▸ PASSAGE PROVIDED:
Jesus Christ on a pogostick. You know, even those of us who studied that back in high school tend to eventually forget a good bit of it. I know I’d struggle to do any calculus these days, and I had it in high school and college. One older father on the show in question ruefully commented how he’d had algebra 30 years ago and wanted something to help him not be rusty, and the parents and teachers thought that it’d be more useful for them to learn it from - what a concept - those who’d be handing out the homework in the first place!
But I guess you’re happier shitting all over some people’s honest efforts to learn about what their kids are being taught. Maybe you’d prefer they picked up older books and tried to teach their kids in a totally different method than their teachers, and just ended up confusing the kids, because hey, they’d be dumbasses to do otherwise.
Oh, now it comes out. Listen, I don’t have kids either and I have the “willpower” to follow through on my desire to not be a really lame parent, because I would be if I did reproduce. However, just because I’m not a fan of children doesn’t mean that I hijack threads uselessly with Zero Population Growth motives or that I tear down honest efforts by parents who just want to help their kids.
You know what else is important to teach to your children? Manners. The basics are even easier than algebra, and can be taught over a longer period of time starting at a much younger age. You wouldn’t think someone would have a kid if they couldn’t teach them the basic principle that feckless unflattering speculation about someone’s intelligence and/or parental fitness (in a public forum, yet) was rude, unacceptable behavior, especially if the forum rules specifically called for decorous behavior.
I am at a bit of a loss for words at the moment, so you’ll please forgive me if I’m not as eloquent as I might be in how I respond to your post.
My dear mother, bless her, had a very poor education. So poor that she is unable to read a newspaper that is said to be geared to the reading level of an average tewlve-year old. She was never able to help me with the homework that I brought home over the years due to what she now suspects was an undiagnosed learning disability. This was the case with all the work myself and my younger brother brought home. I was, later in life, assigned the role of tutor to my brother.

▸ TASK ITEM: Pick up the forum post about parents learning their children's math and keep writing from the point where it stops. The data after this has no connection to the forum post.

▸ INFORMATION GIVEN:
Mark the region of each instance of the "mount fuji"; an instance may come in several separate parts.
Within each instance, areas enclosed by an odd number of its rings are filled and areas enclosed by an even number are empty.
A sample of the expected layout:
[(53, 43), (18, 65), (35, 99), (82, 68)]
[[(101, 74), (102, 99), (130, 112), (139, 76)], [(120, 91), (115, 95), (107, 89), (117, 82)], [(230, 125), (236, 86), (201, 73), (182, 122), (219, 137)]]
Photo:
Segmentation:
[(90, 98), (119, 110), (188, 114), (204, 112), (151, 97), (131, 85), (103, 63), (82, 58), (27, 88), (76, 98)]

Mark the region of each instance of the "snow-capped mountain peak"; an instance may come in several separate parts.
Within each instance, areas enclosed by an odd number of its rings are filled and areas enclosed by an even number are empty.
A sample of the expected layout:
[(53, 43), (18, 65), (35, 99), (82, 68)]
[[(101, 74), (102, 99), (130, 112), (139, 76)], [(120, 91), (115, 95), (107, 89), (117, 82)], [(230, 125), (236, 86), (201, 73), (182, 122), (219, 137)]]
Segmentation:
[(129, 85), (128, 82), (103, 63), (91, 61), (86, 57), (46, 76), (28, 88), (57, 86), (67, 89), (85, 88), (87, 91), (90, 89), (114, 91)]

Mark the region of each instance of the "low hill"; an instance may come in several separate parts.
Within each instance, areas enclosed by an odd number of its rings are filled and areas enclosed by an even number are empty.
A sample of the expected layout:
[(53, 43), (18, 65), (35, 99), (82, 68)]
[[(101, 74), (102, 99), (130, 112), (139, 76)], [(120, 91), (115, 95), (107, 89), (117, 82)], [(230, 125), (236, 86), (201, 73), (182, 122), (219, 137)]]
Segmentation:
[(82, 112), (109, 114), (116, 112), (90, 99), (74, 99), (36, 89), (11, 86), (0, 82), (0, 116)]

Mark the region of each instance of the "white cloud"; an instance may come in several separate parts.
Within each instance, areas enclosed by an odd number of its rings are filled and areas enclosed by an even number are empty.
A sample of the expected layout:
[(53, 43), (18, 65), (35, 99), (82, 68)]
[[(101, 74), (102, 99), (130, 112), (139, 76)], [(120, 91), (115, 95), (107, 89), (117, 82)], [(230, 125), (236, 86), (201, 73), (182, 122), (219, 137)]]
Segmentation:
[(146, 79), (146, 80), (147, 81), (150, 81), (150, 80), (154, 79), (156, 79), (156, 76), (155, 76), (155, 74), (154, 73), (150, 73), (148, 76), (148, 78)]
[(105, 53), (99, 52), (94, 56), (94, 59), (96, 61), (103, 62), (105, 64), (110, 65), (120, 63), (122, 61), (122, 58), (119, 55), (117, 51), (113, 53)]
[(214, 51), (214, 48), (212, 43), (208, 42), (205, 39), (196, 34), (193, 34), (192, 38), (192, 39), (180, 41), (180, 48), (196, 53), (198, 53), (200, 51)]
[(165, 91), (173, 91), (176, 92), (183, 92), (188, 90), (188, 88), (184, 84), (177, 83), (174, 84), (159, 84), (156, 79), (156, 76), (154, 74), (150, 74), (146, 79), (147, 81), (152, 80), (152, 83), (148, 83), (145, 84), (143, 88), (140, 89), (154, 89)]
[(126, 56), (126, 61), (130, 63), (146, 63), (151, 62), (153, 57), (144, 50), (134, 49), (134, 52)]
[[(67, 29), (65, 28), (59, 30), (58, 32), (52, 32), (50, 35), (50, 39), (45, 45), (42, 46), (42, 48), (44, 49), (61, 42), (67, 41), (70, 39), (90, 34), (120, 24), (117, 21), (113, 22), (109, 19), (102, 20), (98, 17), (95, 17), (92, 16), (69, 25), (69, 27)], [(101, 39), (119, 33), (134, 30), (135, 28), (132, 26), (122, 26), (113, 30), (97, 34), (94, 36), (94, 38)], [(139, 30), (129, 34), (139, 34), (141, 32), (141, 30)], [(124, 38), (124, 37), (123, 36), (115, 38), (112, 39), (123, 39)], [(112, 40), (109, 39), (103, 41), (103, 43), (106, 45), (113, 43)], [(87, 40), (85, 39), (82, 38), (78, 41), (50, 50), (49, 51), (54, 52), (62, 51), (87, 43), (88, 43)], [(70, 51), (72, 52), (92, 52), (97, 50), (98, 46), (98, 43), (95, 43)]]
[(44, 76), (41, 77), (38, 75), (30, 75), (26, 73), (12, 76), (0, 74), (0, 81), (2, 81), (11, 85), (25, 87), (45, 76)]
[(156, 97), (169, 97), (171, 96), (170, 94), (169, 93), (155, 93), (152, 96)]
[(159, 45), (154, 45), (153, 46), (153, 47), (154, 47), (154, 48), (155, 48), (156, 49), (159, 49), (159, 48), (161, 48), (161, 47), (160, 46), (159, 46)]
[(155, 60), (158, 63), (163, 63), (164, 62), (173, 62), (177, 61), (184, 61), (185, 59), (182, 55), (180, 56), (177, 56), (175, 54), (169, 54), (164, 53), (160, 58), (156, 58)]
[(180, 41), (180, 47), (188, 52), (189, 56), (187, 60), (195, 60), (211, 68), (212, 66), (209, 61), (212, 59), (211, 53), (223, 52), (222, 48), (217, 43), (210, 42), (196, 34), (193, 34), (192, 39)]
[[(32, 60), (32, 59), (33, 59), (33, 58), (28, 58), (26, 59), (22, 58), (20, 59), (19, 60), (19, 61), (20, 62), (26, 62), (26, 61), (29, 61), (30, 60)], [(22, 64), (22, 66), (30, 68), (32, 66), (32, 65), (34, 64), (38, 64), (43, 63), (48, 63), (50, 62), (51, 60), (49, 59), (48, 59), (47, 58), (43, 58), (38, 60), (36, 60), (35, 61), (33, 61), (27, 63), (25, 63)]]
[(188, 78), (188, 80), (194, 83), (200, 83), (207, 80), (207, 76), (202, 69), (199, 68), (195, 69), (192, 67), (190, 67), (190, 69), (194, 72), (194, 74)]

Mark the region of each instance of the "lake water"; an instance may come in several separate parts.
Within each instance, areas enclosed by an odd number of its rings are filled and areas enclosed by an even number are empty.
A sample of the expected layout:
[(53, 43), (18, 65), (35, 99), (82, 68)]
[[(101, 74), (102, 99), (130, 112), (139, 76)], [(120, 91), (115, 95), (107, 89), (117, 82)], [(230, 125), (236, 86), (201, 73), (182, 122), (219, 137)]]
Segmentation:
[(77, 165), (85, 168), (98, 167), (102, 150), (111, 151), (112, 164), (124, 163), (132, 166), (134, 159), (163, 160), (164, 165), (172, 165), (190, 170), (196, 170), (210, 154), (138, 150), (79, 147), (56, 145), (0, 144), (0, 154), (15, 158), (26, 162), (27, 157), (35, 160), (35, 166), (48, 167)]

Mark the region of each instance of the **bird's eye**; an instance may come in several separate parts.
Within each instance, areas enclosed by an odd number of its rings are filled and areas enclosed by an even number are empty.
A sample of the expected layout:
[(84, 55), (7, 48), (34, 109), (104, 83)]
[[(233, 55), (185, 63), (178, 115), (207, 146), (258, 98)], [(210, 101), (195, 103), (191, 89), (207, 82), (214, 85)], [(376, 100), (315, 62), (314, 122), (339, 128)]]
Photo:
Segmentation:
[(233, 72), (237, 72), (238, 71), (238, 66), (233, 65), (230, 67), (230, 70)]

▸ TASK RESPONSE:
Despite my own struggles with dyslexia, especially in transcribing numbers incorrectly in maths, I was able to hack my way through a degree in Biology and two degrees in English. I am now working on my PhD. My younger brother is finishing up his degree in biology and has plans to become a physician.
My mother, by your standards, should not have had children and did not deserve to have children. As a single parent she worked harder at making us happy and just loving us than so many of the academic and medical parents of my classmates.
As I will have a PhD in a two years, will this qualify me to have children? You say in your post that you don’t want to discuss such matters because ‘it’s a rather sensitive subject’ for you. The subject is one close to my heart as I look at a good possibility of never being able to have children.
While I may be capable of schooling a child through to University, I am in no way capable of providing a loving, nurturing environment. If you will pardon my bluntness in saying so, it is people who cannot provide basic love and affection-- not the schooling for which we require teachers to have training and certification-- that have no business having children.
Sorry if I am in any way incoherent as it is 5 am here.
Of course, I would expect that anyone who had the temerity to hand out unsolicited (and inappropriate) advice on a board devoted to fighting ignorance would be aware that every reputable demographer expects the the world population to flatten and then begin to decline within 50 years (even if we do not kill ourselves off with swine or avian flu or Ebola), so that a person who held outdated ZPG views would simply be embarrased to cover his or her ass by promoting such drivel in a lame attempt to rationalize his or her rude behavior.